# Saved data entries
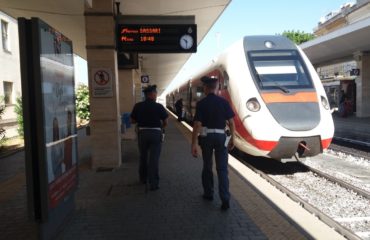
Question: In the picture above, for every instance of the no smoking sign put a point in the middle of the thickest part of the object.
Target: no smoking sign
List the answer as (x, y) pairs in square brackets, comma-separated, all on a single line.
[(102, 82)]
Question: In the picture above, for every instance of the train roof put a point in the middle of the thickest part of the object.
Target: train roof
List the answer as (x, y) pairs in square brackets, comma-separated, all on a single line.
[(268, 42)]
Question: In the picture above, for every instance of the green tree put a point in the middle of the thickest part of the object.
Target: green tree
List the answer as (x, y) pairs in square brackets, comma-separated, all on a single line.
[(298, 36), (82, 102), (18, 109)]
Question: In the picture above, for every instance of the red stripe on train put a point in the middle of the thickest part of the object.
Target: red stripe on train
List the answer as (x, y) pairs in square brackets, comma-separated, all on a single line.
[(325, 143), (260, 144)]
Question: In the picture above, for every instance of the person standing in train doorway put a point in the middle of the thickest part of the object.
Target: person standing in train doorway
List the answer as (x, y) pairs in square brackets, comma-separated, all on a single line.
[(211, 115), (151, 118), (179, 105)]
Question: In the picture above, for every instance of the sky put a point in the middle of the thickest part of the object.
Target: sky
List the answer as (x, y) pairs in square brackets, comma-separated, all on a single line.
[(255, 17)]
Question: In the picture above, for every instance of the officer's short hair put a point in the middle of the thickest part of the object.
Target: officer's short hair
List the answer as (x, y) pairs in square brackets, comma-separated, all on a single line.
[(150, 88), (210, 82)]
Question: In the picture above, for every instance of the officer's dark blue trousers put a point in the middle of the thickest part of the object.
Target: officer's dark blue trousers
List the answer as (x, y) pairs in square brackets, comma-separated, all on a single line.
[(150, 148), (215, 142)]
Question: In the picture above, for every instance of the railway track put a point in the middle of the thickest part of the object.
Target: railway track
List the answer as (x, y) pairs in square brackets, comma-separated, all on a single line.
[(281, 176)]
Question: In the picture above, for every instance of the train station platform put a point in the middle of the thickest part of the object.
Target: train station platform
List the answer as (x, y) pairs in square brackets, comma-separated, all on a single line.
[(353, 129), (113, 204)]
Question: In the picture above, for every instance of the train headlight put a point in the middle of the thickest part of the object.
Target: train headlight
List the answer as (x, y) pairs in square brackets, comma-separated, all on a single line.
[(253, 105), (325, 103)]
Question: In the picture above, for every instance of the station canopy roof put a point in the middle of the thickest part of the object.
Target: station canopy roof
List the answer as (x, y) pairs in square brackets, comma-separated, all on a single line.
[(339, 45), (68, 17)]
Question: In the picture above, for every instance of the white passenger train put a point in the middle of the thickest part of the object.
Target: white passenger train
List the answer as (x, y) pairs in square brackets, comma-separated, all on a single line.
[(281, 108)]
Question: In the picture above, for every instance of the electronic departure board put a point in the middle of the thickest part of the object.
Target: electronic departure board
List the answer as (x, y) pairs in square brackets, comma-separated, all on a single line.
[(157, 38)]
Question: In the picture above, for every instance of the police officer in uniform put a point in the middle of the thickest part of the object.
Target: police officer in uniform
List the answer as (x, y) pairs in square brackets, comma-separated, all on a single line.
[(151, 119), (212, 114)]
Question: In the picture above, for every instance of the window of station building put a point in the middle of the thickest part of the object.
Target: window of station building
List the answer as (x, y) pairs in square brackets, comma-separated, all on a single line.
[(5, 35), (8, 92)]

# Prompt
Your answer must be the line that contains "Question: In the picture above, for every instance of the police" and every line after it to the end of the records, reproduced exactly.

# Response area
Question: In the picture above, for every instance of the police officer in uniform put a point in the middle of the thickest part of the object.
Target: police officer in uniform
List the answer as (x, y) pairs in square brackets, comma-separated, all on a single line.
[(151, 119), (212, 114)]
Question: In the picture above, for every instance of the window of station building put a point in the middle of the thickest part of the object.
Target: window of station building
List the answer as (x, y) pairs in square brackets, comma-separated, all on a single line.
[(5, 35), (8, 92)]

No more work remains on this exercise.